Work required: Copy the entire listing below word for word, leaving out the pictures.

Extracted data:
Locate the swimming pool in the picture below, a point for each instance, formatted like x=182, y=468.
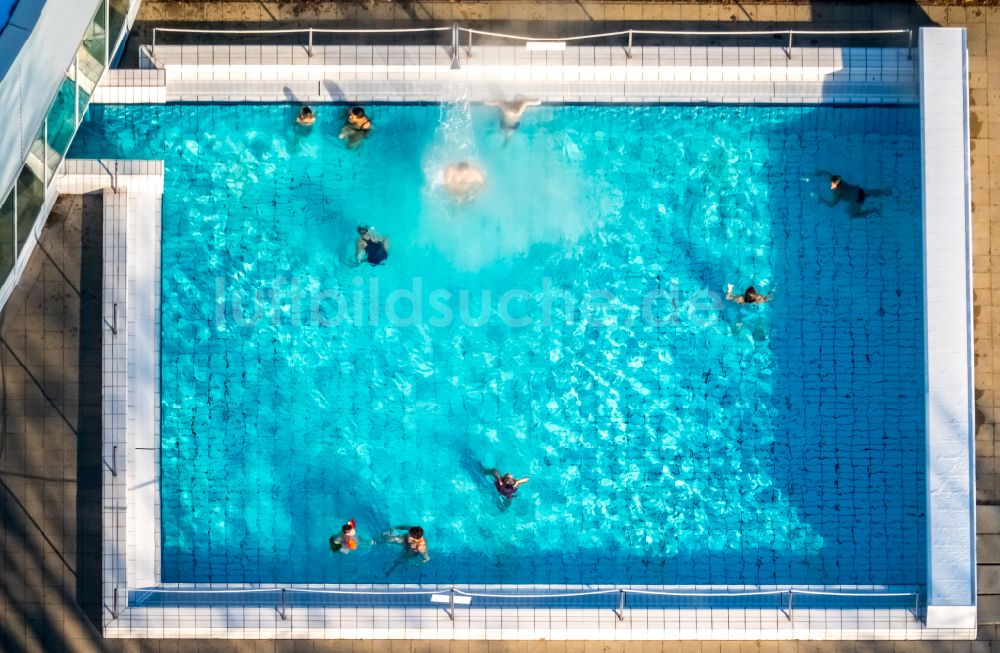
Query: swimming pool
x=669, y=437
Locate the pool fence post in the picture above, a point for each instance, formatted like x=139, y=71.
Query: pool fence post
x=455, y=64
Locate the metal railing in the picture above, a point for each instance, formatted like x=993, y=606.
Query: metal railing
x=451, y=599
x=629, y=34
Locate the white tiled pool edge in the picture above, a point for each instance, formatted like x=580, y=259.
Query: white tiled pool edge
x=122, y=552
x=951, y=532
x=130, y=359
x=403, y=73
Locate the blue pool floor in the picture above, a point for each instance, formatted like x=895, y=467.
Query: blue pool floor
x=702, y=442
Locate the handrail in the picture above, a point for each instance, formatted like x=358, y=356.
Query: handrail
x=456, y=30
x=657, y=32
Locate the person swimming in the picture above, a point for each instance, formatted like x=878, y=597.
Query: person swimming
x=507, y=485
x=356, y=128
x=413, y=542
x=853, y=196
x=370, y=247
x=346, y=541
x=749, y=296
x=306, y=117
x=512, y=111
x=463, y=181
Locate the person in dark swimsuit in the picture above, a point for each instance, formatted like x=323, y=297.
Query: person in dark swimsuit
x=507, y=485
x=356, y=128
x=370, y=247
x=853, y=196
x=749, y=296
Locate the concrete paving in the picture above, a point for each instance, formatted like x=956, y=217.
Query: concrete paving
x=49, y=459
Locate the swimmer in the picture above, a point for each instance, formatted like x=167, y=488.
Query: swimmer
x=853, y=196
x=507, y=485
x=463, y=181
x=370, y=247
x=306, y=117
x=346, y=541
x=413, y=542
x=749, y=296
x=356, y=128
x=512, y=111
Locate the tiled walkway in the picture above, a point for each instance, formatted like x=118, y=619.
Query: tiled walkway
x=49, y=463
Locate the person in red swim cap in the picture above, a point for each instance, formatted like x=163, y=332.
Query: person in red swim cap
x=346, y=541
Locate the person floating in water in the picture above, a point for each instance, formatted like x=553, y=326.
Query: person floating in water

Expected answer:
Locate the swimming pool in the picture below, a point for each instance, formatted like x=182, y=468.
Query: swimming pool
x=669, y=437
Locate the pool fence post in the picture above, a point for each instance, formatted like x=139, y=71.
Query: pool fence post
x=455, y=64
Locate the metal railing in the picture above, a point for each instance, formatted like x=993, y=606.
Query: metal railing
x=451, y=599
x=629, y=34
Locate the white tiled pool edge in the picture above, a point for each instance, formatted like x=580, y=259.
Query: white tiled pool edge
x=122, y=552
x=951, y=532
x=130, y=359
x=403, y=73
Locate the blue pool floor in the picture above, a point for each instance, formatted like x=895, y=467.
Query: blue pool floor
x=702, y=442
Locate the handrail in the picture above, a point for each instance, formatted like x=358, y=356.
Query: handrail
x=456, y=30
x=657, y=32
Locate the person swimming in the picture above, a point for each instance, formatted like x=878, y=597.
Query: person swimming
x=507, y=485
x=356, y=128
x=413, y=542
x=853, y=196
x=370, y=247
x=346, y=541
x=749, y=296
x=306, y=117
x=512, y=111
x=463, y=181
Locate the person in dark swimsuit in the picture above, a point for each instance, formatted like x=323, y=297.
Query: person in dark swimsuit
x=507, y=485
x=356, y=128
x=370, y=247
x=853, y=196
x=749, y=296
Locate the concrete paving in the picture above, a point for each instance, formatted like x=956, y=217.
Query: concrete paving
x=49, y=459
Locate the swimmer in the picture above, a point for each instance, formatted like x=167, y=488.
Query: swimmer
x=853, y=196
x=507, y=485
x=463, y=181
x=370, y=247
x=306, y=117
x=346, y=541
x=413, y=542
x=749, y=296
x=356, y=128
x=512, y=111
Locate the tiled walkway in the picture above, a point for each instance, formatted like x=118, y=619.
Query: tiled walkway
x=49, y=463
Locate the person in red swim cap in the picture above, a point for each instance, formatted like x=163, y=332.
Query: person in red swim cap
x=346, y=541
Locate the person floating in water in the picture above, a point for each instance, formatted like x=553, y=326.
Query: person floating in water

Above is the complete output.